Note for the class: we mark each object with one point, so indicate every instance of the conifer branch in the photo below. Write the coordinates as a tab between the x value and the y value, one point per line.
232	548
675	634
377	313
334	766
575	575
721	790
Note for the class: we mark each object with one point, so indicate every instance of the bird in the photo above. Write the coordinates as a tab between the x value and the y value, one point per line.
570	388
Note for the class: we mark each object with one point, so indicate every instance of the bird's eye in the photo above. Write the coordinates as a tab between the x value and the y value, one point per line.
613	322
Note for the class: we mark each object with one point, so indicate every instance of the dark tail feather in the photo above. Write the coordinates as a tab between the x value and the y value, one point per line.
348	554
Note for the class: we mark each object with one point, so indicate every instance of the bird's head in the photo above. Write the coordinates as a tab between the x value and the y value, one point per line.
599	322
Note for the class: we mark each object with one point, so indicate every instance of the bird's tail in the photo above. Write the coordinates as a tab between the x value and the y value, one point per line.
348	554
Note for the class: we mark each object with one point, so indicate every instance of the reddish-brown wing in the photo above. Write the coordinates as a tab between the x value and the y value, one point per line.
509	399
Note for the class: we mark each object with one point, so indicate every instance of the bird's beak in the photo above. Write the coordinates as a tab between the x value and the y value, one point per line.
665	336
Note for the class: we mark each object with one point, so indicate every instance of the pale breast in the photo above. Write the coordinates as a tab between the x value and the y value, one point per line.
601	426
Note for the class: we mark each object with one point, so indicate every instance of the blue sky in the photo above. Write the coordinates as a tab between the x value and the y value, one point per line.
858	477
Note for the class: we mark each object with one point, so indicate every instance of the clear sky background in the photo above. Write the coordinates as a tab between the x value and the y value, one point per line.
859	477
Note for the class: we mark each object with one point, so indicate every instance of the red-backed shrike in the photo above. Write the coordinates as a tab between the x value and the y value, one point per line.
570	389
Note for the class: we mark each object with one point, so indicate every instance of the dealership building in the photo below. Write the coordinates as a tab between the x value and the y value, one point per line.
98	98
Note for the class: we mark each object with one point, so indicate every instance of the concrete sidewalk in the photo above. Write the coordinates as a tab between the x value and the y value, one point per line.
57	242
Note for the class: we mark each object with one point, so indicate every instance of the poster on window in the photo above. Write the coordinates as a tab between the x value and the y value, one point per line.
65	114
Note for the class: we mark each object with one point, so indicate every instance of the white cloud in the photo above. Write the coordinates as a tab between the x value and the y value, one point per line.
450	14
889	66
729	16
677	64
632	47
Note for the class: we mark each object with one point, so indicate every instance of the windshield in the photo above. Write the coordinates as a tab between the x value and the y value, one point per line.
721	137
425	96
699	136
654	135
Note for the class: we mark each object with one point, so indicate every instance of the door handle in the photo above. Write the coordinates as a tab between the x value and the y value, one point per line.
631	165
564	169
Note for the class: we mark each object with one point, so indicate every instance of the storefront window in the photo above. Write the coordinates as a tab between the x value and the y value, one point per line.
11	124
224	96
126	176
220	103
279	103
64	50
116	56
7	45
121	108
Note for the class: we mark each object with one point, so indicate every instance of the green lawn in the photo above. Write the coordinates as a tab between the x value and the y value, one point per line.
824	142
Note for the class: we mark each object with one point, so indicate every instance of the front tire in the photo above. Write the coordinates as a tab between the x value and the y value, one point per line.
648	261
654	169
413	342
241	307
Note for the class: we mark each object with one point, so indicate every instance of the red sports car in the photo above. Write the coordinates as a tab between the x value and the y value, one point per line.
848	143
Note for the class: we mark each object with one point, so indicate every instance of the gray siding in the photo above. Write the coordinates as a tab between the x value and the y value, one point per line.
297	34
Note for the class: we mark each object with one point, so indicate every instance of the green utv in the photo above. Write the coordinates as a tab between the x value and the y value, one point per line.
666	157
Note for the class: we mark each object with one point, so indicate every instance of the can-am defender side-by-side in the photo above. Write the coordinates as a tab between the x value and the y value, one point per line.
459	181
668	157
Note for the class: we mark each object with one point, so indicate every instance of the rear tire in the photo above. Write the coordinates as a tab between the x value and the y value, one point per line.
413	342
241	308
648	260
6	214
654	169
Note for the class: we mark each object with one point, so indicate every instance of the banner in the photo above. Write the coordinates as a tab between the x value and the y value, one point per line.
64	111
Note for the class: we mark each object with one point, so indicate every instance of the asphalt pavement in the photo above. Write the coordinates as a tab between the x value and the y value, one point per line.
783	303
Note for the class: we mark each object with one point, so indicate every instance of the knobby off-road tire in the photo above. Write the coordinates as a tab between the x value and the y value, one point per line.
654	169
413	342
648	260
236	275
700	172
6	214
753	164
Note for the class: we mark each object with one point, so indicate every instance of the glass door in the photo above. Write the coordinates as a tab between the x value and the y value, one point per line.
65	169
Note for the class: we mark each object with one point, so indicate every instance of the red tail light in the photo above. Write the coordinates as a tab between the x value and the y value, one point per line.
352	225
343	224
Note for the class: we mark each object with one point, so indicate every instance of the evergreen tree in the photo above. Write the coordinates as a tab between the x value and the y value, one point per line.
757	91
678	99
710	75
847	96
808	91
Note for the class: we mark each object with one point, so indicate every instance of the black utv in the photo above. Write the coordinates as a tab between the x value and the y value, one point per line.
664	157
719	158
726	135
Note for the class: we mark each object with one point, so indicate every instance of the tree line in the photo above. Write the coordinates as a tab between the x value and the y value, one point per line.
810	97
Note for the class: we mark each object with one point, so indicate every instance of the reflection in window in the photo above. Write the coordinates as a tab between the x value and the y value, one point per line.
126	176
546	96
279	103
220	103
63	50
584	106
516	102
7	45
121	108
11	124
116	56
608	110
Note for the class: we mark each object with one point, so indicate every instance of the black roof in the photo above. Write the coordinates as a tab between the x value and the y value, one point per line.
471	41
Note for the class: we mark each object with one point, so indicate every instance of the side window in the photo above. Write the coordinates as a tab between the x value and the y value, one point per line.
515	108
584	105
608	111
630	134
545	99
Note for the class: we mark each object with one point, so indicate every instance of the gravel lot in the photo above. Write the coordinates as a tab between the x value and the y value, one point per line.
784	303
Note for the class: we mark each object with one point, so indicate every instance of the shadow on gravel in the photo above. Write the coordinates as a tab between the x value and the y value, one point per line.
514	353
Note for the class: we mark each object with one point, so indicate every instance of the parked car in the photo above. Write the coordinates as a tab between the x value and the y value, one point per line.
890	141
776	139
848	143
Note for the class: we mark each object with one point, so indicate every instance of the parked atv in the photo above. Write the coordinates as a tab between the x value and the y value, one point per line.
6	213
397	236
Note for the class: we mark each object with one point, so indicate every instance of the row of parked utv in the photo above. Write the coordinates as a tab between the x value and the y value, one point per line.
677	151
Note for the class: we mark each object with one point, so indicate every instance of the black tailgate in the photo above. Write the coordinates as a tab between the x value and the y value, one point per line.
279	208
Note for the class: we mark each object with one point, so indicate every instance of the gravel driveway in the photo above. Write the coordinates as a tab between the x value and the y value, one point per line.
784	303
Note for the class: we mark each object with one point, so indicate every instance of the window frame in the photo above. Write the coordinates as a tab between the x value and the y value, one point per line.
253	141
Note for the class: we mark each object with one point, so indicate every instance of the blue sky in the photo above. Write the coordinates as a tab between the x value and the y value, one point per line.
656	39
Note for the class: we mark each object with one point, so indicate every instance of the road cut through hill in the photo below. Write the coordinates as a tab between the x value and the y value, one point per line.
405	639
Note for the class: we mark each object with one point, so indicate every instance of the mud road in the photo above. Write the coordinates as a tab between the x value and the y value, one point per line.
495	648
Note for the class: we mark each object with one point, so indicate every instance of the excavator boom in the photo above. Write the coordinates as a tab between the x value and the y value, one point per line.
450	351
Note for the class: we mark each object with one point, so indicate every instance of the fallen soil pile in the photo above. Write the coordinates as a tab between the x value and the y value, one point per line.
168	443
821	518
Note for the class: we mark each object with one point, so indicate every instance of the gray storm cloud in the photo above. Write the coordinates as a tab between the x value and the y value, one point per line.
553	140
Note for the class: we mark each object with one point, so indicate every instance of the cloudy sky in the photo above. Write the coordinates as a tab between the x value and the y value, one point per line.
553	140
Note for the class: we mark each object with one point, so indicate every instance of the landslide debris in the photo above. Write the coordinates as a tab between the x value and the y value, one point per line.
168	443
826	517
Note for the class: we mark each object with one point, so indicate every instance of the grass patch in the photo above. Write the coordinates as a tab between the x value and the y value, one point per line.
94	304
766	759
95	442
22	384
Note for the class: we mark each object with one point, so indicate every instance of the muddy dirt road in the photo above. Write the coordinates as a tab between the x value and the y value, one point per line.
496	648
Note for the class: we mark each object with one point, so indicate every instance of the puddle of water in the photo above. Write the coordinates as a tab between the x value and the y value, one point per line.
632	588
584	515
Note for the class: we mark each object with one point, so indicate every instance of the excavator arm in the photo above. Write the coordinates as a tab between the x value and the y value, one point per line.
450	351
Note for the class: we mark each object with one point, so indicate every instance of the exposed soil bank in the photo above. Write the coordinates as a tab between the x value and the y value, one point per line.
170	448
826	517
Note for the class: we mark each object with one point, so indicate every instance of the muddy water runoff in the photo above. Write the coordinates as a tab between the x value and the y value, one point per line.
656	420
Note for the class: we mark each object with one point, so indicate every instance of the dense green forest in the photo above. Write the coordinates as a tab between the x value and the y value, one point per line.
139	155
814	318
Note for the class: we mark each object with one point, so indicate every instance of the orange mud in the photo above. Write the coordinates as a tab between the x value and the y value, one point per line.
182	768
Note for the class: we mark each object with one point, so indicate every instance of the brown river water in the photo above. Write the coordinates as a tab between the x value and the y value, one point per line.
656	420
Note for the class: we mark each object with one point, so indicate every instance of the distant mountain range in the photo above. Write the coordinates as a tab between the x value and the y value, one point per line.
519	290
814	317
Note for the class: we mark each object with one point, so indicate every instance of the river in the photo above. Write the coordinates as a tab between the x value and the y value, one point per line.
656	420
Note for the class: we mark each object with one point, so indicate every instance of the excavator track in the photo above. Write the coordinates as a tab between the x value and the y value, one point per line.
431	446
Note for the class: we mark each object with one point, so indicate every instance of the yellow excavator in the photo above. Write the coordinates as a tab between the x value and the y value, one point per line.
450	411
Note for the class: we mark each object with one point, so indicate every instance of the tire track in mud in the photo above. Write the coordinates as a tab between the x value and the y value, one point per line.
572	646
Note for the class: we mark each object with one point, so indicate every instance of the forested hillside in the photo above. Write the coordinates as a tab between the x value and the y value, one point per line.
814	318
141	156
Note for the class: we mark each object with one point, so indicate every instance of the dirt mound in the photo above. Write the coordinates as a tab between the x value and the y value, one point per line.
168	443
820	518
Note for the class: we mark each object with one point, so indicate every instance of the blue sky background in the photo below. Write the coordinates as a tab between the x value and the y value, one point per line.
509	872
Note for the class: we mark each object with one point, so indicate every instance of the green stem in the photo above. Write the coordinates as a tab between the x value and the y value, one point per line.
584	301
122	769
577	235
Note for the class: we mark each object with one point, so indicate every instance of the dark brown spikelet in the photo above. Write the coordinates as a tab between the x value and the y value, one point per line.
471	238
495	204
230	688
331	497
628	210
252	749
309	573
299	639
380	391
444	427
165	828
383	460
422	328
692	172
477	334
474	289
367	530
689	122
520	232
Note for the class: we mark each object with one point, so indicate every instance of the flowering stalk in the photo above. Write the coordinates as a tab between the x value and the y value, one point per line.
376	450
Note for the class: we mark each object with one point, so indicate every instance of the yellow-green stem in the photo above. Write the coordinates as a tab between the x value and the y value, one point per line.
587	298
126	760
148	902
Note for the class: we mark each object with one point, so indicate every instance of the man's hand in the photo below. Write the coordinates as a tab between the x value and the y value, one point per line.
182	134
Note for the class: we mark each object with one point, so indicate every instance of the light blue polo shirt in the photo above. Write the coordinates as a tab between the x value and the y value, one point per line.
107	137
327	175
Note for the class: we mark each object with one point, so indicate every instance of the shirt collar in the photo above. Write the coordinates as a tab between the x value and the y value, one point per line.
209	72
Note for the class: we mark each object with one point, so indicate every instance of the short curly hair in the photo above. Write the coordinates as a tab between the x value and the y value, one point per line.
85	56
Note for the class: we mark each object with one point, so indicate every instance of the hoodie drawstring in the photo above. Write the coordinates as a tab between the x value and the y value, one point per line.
==========
*YOUR OBJECTIVE:*
Take the line that contains "of the shirt" and every line after it through the end of the listing above, and repeat them exactly.

*TASK RESULT:*
Note for the class: we mark each object with one point, so indicate every instance of the shirt collar in the photo above. Write the coordinates as a tab between the x value and the y value, one point per line.
209	72
Note for the class: we mark each object with one point, so indicate every instance of the short curly hair in the photo above. Write the coordinates as a tab between the x value and the y value, one point per line.
85	56
Note for the class: we mark each object with one point, so indicate every instance of the hoodie drawstring in the photo above. Write the coordinates as a tab between the x value and the y value, one point per line.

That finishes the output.